##### TEXT EXCERPT #####

Review: Bound by Flame

The game appears to be a product of magical thinking, as if throwing together watered-down tropes from games like The Witcher might somehow yield a finished product.

Bound by Flame

Flames aren’t the only binding thing in Bound by Flame. This shallow, awkward action RPG is an exercise in limitations, as one might guess by the introductory character creator. You can choose from only five faces and six types of hair; as for the name you choose, it’s immediately ignored—as irrelevant as pretty much everything else in this title. (Your mercenary companions only ever address you by your pseudonym, Vulcan.) Even the central conceit offers little more than the illusion of choice. Toward the end of the first act, you can either work with the demon that’s possessed you, gaining increased magical power, or fight to retain your humanity, which increases your physical abilities. Short of your cosmetic appearance, it has no meaningful impact on how you progress, as each type of enemy is weak to one specific, repetitive type of attack.

##### DATASET RECORDS #####

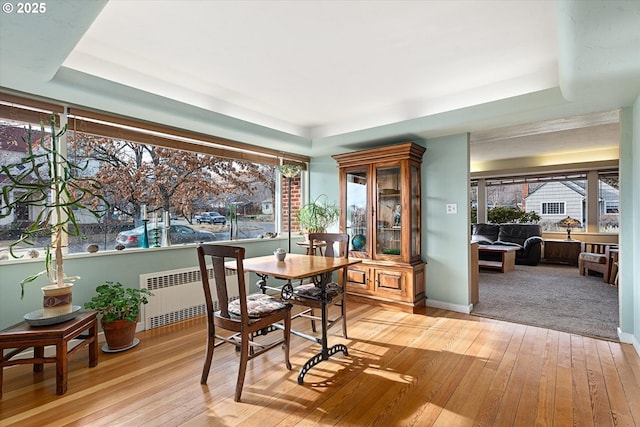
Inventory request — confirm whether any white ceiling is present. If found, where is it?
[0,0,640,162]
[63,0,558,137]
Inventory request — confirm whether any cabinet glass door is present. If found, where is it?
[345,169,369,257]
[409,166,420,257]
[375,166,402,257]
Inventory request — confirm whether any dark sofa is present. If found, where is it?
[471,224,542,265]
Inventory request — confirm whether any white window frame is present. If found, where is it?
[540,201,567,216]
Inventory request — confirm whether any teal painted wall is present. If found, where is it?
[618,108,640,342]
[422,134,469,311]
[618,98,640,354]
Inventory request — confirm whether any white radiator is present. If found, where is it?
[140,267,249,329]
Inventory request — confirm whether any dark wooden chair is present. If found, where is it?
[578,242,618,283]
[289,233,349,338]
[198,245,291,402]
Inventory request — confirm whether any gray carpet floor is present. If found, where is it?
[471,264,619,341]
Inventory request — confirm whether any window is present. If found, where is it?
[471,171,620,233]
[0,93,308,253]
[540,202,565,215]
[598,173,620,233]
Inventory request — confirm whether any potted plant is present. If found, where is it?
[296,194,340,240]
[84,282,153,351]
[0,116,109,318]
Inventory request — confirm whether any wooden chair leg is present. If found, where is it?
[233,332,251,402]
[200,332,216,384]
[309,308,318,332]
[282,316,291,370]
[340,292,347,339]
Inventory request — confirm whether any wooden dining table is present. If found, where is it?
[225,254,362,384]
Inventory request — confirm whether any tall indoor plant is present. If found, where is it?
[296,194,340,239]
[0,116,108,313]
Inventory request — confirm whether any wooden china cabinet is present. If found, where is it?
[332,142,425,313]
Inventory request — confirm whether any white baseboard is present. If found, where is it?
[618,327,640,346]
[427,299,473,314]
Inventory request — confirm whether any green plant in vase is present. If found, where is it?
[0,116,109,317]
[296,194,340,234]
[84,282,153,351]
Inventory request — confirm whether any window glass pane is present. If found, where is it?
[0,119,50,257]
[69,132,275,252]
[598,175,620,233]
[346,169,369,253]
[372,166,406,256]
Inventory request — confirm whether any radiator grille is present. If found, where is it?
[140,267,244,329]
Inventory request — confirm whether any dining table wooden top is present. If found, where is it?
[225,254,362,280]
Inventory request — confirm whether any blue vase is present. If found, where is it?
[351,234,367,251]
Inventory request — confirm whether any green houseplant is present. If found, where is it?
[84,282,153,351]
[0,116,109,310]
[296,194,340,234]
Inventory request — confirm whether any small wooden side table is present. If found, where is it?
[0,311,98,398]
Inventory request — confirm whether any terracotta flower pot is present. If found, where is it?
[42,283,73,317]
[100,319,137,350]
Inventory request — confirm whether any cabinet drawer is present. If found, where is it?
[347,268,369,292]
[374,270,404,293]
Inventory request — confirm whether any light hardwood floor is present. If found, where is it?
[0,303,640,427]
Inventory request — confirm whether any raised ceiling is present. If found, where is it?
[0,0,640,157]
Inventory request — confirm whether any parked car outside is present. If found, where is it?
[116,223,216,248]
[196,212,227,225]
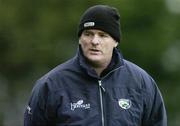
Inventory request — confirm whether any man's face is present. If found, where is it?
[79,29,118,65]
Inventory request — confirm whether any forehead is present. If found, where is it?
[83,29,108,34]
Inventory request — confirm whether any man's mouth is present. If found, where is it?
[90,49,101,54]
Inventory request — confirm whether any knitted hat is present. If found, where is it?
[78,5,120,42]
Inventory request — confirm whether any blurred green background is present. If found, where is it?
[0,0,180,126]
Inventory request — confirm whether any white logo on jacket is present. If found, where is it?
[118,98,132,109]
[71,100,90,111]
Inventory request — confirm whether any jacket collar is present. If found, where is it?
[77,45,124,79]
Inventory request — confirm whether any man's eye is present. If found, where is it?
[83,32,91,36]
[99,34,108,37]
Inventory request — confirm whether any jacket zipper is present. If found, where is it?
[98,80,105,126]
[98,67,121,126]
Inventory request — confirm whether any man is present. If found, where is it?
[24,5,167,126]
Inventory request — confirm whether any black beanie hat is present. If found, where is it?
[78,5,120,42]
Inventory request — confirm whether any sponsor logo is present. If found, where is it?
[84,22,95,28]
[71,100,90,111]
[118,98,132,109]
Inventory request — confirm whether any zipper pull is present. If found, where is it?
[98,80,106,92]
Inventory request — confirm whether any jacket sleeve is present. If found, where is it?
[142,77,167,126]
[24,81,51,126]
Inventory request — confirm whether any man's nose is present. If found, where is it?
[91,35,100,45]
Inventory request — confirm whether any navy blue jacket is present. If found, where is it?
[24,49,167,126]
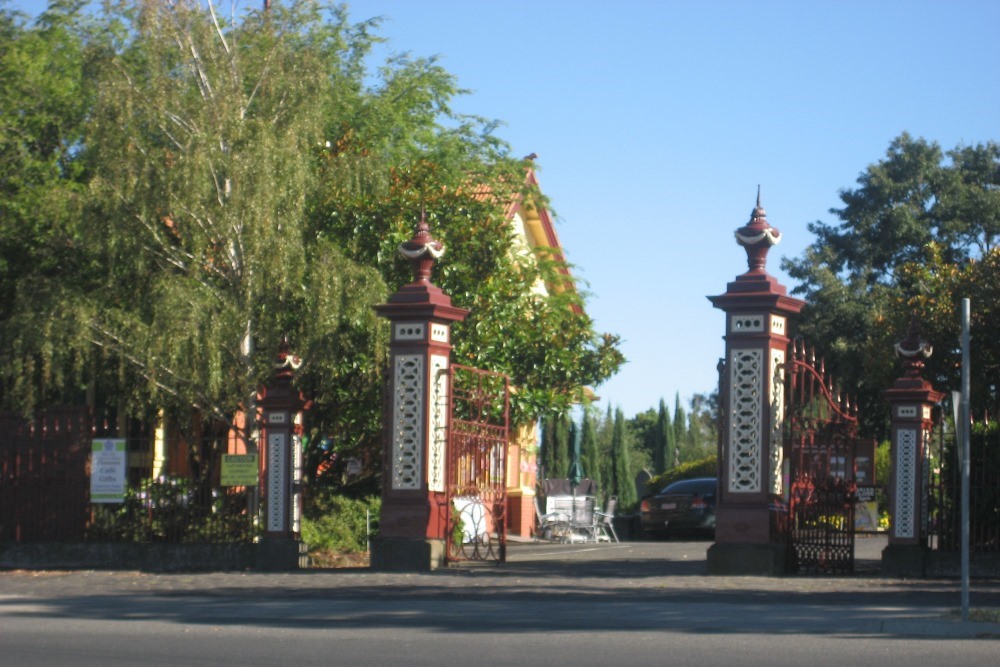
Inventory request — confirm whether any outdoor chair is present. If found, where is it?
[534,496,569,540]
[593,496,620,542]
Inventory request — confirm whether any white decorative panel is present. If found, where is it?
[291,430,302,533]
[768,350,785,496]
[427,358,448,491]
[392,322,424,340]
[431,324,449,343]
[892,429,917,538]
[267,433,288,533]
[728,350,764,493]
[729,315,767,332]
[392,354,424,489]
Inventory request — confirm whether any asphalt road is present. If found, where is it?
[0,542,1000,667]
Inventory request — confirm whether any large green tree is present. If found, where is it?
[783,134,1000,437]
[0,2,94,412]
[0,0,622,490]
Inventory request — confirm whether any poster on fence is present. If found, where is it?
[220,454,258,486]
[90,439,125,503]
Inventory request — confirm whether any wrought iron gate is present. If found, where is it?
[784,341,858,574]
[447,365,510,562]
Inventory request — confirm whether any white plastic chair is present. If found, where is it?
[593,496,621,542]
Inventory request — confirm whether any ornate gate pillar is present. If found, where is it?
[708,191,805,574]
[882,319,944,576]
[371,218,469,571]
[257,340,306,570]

#####

■ DIRECTIONS ■
A – In the Bound by Flame review, why does choosing between working with the demon and fighting to keep your humanity have no meaningful effect beyond your appearance? Answer in one to three sentences.
B – From the Bound by Flame review, output the part starting at "Flames aren’t the" and ending at "type of attack.", copied word for word.
C – Carry on writing the Bound by Flame review from the point where it stops.
The lines are a separate set of material and have nothing to do with the Bound by Flame review.

■ RESULTS FOR THE EXERCISE ■
A – The choice doesn't change how you progress, because each type of enemy is weak to one specific, repetitive type of attack. So whether you gain magical power or physical abilities, the way you fight stays the same.

B –
Flames aren’t the only binding thing in Bound by Flame. This shallow, awkward action RPG is an exercise in limitations, as one might guess by the introductory character creator. You can choose from only five faces and six types of hair; as for the name you choose, it’s immediately ignored—as irrelevant as pretty much everything else in this title. (Your mercenary companions only ever address you by your pseudonym, Vulcan.) Even the central conceit offers little more than the illusion of choice. Toward the end of the first act, you can either work with the demon that’s possessed you, gaining increased magical power, or fight to retain your humanity, which increases your physical abilities. Short of your cosmetic appearance, it has no meaningful impact on how you progress, as each type of enemy is weak to one specific, repetitive type of attack.

C –
Bound by Flame suggests a six-year-old playing dress-up in his or her father’s shoes. While it offers players the opportunity to swap between a sluggish, powerful two-handed Warrior stance and the swift and stealthy knives of the Ranger, it has at best a wobbly grasp over these basic mechanics. Worse, the game, like some unfair version of Dark Souls, relies heavily on time-based parrying and counterattacking, which would be fine if not for the unresponsive lock-on, jerky movements, and flat camera angles that obscure your enemy’s movements with your own awkward body. Additional tools, such as explosive traps and poisonous crossbow bolts, are difficult to aim or to find the time to lay down—and in any case, the game’s Pyromantic skills make these limited tools quite redundant. It’s not just a matter of the right hand not knowing what the left hand is doing; it’s as if the left hand were actively sabotaging the entire body. In this, the game accurately mimics what I imagine demonic possession would feel like, but to be clear, it’s at the expense of any fun.

Such harsh words might not be necessary, if not for the fact that the developers seem genuinely proud of this embarrassing product. How else to explain the repetition of the same dozen or so monsters, with early bosses becoming standard foes by the grueling final act? (One boss type, a half-naked Concubine, is literally fought four times in a row.) The game appears to be a product of magical thinking, as if throwing together watered-down tropes from games like The Witcher might somehow yield a finished product.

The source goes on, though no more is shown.